When a headline broke in USA Today several years back calling Farmington, NM, “the worst place to raise a child,” my school took it personally. Having raised two daughters in the town, my wife and I had often commented to each other what a great community it was, and the great quality schools were part of that discussion. But the article went solely off of data, and I’m sure the authors had never set foot in our town.

Still, the article was a punch in the gut to our community and our schools. The data used to rank a community’s schools was the graduation rate. My school had taken a hit in this area under my leadership, dropping to under 68 percent. I knew we needed to address this. But how could we do more than we already were?

I began looking for ways to strengthen our support system to help struggling students. What I discovered was that outside community support was not only readily available, it was simply waiting for permission to be released into my school. Furthermore, it came from places I had not formerly expected.

Community mentors and their graduating seniors at the end of year banquet.

Many schools have counseling or guidance departments that leverage community resources to support struggling students—local counseling agencies; Boys and Girls Clubs; Big Brothers/Sisters; medical service providers; Children, Youth, and Family agencies; etc. All of these are critical supports, and they are at the ready to help youth in our schools. We began to invite these agencies to our strategic planning meetings, just to share what they offered and determine how we could further partner with them. One agency in our community, San Juan Safe Communities, developed a “trading card” program that selected high school students who were drug-free to promote healthy life choices to younger students. (See more at www.umattr.com.)

Then Leadership San Juan, a local community leadership development group that included representatives from the United Way and our community college showed an interest in partnering with us. One of my teachers took the lead in meeting with them and identifying some of our seniors who were struggling. They developed a list of local business and community leaders, including representatives from our own district, who would come in to mentor those seniors. Now, each week we have a steady stream of local businesspeople coming to eat lunch with our students and encourage them to reach their academic goals. A year-end banquet and special seats at graduation celebrated the strong support they provided our most at-risk seniors.

Deon Brown and Chris Parker, community volunteers who coordinate mentors at FHS for Freshman advisory.

We also realized we needed supports earlier than senior year. We looked for ways to strengthen our advisory system for freshmen, but our teachers were already overwhelmed. A community group made up of local pastors asked how they could help. Using nationally recognized curricula, the Four Corners Inspire program mobilized community volunteers to get background checks, prepare in advance, and come in once a week to share the lessons with our freshman classes. Not only did this address some of the social/emotional issues that students were struggling with, it also gave them another caring adult in their lives each week. Our hope is to expand this to our upper level classes in the years to come. (See a promotional video here.)
···
Task A:
Set down the part of the passage on the Farmington school from "When a headline" up to and including "we already were?", word for word.
Task B:
Answer these questions from the passage on the Farmington school:
(i) Below what percentage did the school's graduation rate drop?
(ii) Which two organizations had representatives in Leadership San Juan?
(iii) Which classes did the Four Corners Inspire volunteers share lessons with each week?
···
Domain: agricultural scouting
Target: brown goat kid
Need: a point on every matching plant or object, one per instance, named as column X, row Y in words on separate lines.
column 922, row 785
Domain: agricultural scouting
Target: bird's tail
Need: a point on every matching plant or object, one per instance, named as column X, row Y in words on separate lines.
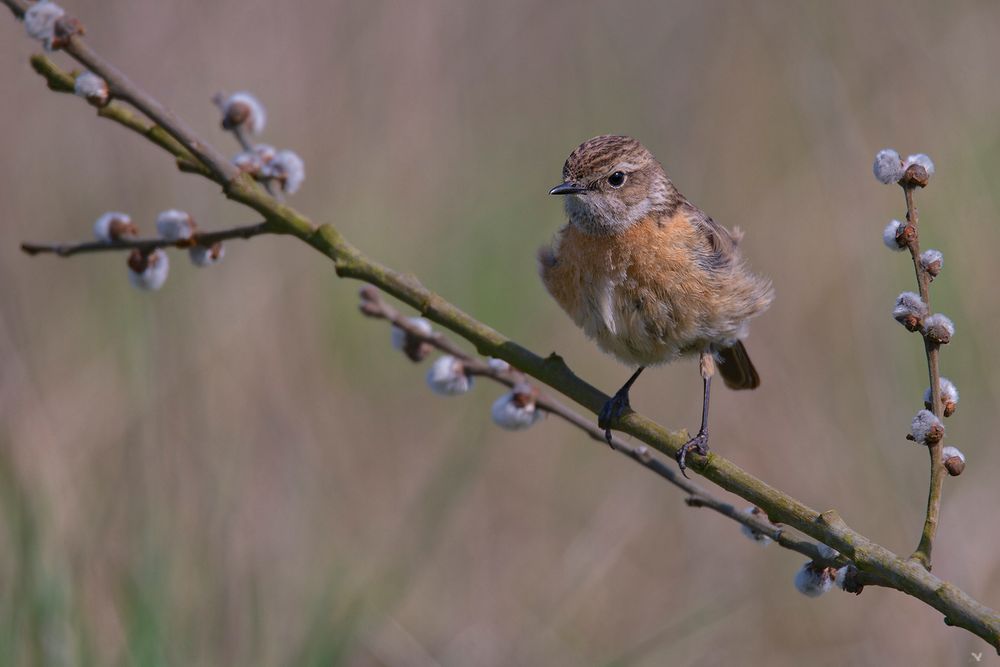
column 736, row 368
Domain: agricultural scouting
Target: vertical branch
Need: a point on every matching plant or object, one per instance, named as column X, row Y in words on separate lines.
column 910, row 182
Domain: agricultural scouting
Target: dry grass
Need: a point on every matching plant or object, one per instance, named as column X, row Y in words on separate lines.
column 236, row 470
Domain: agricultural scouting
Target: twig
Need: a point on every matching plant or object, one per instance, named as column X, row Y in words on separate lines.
column 923, row 552
column 872, row 559
column 204, row 239
column 373, row 305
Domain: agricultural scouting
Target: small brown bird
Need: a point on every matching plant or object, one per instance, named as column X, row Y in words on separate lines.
column 648, row 275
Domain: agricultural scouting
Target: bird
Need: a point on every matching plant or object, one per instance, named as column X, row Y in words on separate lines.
column 649, row 276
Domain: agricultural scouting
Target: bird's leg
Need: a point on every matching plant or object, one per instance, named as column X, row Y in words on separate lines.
column 699, row 443
column 616, row 407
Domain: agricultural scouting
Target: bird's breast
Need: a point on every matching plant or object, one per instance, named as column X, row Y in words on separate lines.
column 622, row 289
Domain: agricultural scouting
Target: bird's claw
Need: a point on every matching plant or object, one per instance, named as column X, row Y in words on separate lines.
column 611, row 412
column 698, row 443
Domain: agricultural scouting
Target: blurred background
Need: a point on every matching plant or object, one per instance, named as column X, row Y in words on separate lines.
column 238, row 470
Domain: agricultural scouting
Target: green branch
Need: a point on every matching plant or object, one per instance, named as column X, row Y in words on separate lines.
column 877, row 565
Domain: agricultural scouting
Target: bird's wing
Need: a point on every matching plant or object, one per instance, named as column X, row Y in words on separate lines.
column 719, row 249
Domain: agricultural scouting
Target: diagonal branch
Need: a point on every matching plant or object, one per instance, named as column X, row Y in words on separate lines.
column 372, row 305
column 873, row 560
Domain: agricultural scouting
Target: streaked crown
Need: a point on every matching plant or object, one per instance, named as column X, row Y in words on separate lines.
column 603, row 155
column 612, row 182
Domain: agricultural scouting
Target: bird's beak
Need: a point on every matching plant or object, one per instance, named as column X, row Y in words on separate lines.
column 567, row 189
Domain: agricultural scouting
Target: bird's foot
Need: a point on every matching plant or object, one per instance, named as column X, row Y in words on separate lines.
column 698, row 443
column 612, row 411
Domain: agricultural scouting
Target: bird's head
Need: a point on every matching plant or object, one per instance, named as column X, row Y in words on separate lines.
column 611, row 183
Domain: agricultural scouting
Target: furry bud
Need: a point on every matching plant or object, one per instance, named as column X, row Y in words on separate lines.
column 414, row 347
column 888, row 167
column 917, row 171
column 949, row 397
column 447, row 376
column 516, row 410
column 954, row 460
column 288, row 169
column 40, row 22
column 938, row 329
column 114, row 226
column 755, row 535
column 245, row 111
column 174, row 225
column 812, row 579
column 92, row 88
column 910, row 310
column 896, row 235
column 202, row 256
column 924, row 161
column 926, row 429
column 148, row 272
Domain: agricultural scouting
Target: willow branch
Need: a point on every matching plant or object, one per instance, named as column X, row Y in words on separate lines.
column 373, row 305
column 872, row 560
column 204, row 239
column 915, row 177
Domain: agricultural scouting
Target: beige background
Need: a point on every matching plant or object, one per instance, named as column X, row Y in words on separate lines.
column 238, row 470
···
Your response A:
When a headline broke in USA Today several years back calling Farmington, NM, “the worst place to raise a child,” my school took it personally. Having raised two daughters in the town, my wife and I had often commented to each other what a great community it was, and the great quality schools were part of that discussion. But the article went solely off of data, and I’m sure the authors had never set foot in our town.

Still, the article was a punch in the gut to our community and our schools. The data used to rank a community’s schools was the graduation rate. My school had taken a hit in this area under my leadership, dropping to under 68 percent. I knew we needed to address this. But how could we do more than we already were?

Your response B:
(i) 68 percent
(ii) The United Way and the community college
(iii) The freshman classes